Starting with the line with "Indicate every instance of the sandy" and going on through the end of the listing, write out every line again, requests included. Multiply each coordinate in the answers by 0.4 and round to whole numbers, with halves rounded up.

[Data entries]
= = = = = = =
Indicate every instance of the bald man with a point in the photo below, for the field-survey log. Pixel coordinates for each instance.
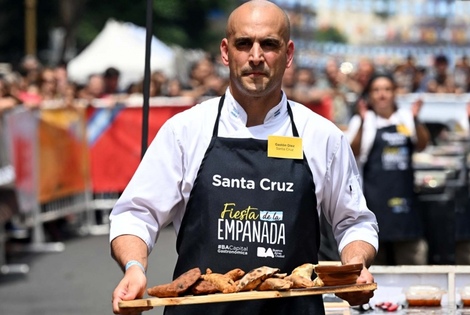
(233, 202)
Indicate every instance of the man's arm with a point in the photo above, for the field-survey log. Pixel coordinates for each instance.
(125, 248)
(358, 252)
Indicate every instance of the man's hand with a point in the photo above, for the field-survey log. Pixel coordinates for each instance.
(131, 287)
(359, 297)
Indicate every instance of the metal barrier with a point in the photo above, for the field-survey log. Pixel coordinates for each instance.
(48, 150)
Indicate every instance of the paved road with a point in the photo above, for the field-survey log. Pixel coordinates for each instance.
(78, 280)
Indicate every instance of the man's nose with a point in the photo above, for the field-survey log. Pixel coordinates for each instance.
(256, 54)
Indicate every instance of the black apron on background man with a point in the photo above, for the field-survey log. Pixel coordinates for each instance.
(248, 210)
(389, 185)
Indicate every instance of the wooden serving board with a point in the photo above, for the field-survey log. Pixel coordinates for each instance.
(243, 296)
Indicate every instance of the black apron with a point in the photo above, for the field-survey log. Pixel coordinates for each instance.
(247, 210)
(389, 185)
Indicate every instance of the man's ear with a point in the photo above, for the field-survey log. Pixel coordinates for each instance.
(290, 53)
(224, 51)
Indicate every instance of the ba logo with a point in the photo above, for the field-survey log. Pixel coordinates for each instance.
(265, 252)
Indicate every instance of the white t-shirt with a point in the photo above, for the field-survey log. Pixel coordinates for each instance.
(158, 192)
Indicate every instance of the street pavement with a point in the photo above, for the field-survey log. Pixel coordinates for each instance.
(79, 280)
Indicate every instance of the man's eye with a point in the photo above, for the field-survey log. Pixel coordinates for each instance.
(269, 44)
(243, 44)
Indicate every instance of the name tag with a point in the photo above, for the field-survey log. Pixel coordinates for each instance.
(285, 147)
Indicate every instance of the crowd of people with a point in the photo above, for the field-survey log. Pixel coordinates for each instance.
(331, 91)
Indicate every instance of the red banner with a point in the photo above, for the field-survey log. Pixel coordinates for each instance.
(115, 142)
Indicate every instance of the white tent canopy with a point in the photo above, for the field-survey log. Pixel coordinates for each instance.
(121, 45)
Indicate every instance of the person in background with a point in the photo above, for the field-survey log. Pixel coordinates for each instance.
(441, 81)
(332, 83)
(383, 138)
(462, 74)
(47, 83)
(305, 92)
(111, 81)
(7, 98)
(203, 80)
(184, 175)
(93, 89)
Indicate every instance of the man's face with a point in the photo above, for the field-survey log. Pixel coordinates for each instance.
(257, 53)
(382, 94)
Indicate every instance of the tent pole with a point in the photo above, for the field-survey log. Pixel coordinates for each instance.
(146, 87)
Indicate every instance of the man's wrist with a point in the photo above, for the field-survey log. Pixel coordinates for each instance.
(131, 263)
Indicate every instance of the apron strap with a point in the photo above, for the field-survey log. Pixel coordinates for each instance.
(216, 125)
(295, 133)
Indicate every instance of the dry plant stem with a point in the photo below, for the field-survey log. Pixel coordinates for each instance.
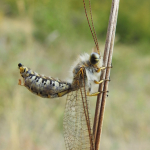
(107, 59)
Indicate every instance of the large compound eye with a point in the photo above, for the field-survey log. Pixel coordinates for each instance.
(94, 58)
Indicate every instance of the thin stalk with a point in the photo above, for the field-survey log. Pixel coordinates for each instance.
(107, 59)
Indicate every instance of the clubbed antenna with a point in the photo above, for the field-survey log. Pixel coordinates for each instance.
(93, 35)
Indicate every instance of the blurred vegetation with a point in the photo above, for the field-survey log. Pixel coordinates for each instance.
(65, 16)
(47, 36)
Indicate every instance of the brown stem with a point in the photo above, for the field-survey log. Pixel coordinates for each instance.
(107, 59)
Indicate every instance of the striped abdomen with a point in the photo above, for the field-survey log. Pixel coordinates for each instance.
(43, 86)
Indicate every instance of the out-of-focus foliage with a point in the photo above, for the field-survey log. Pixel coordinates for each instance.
(47, 36)
(48, 15)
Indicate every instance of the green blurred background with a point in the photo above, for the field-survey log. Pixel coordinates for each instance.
(48, 36)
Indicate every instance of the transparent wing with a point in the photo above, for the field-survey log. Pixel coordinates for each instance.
(77, 125)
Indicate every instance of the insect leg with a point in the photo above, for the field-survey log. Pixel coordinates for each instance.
(63, 93)
(101, 81)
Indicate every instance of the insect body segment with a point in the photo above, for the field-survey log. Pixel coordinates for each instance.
(43, 86)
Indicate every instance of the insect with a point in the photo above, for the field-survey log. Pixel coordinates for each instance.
(77, 124)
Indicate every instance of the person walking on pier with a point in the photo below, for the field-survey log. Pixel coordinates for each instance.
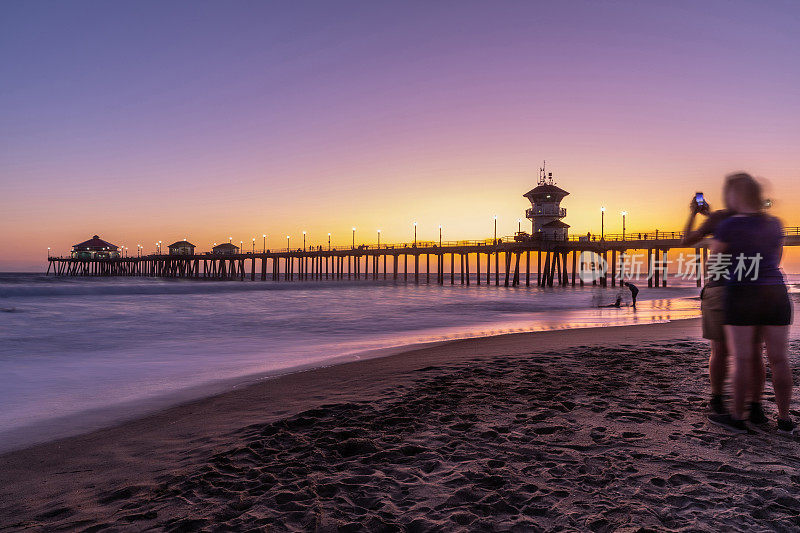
(757, 306)
(713, 317)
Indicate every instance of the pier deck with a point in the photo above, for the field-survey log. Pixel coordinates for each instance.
(503, 261)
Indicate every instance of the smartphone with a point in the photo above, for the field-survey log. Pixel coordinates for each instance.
(699, 200)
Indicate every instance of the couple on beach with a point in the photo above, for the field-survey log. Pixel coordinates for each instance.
(745, 304)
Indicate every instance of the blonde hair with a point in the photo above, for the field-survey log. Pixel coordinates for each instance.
(747, 188)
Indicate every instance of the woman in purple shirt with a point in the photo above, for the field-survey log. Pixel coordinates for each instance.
(748, 248)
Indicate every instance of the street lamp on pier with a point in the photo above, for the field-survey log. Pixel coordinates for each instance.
(623, 213)
(602, 222)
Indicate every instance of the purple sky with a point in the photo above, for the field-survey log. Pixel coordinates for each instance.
(145, 121)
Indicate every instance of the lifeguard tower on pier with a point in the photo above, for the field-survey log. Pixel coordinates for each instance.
(546, 212)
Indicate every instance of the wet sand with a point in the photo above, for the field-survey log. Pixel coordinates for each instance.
(596, 429)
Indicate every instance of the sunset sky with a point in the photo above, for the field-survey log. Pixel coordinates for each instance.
(146, 121)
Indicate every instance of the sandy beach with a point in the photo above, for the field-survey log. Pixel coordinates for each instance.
(594, 429)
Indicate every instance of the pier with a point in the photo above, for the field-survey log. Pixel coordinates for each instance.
(506, 261)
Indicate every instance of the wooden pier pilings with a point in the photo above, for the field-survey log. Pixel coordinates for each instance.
(556, 263)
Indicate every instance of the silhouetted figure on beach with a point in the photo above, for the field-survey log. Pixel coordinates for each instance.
(756, 301)
(712, 311)
(634, 292)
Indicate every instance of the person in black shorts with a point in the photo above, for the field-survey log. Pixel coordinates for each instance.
(756, 302)
(713, 318)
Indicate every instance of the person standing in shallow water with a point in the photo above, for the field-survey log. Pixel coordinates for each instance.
(634, 292)
(713, 318)
(756, 302)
= = = = = = =
[RESPONSE BELOW]
Indicate every instance of the sandy beach with a point in the photo above, for the field-survey log. Pixel coordinates for each instance.
(238, 172)
Indicate every instance of the pier with a point in the photo above, for the field-survey log. Pixel coordinates for each instance.
(202, 104)
Indicate every instance of the wooden pier pilings with a point in the photo above, for the field-survey log. Pixel coordinates for each instance.
(222, 105)
Indicate every instance of the silhouetted figure on beach with a point in the photo above, for the field-survey log. Pixel coordinates for each instance.
(302, 120)
(285, 124)
(254, 117)
Indicate every instance of the person in black shorts with a point in the photo above, for the field-survey log. Pixel coordinates for each instance.
(302, 121)
(285, 127)
Indicate every instance of the person standing in shallow water with a point in the photo above, for the field-survey log. Pixel coordinates for each instance.
(254, 117)
(285, 127)
(302, 121)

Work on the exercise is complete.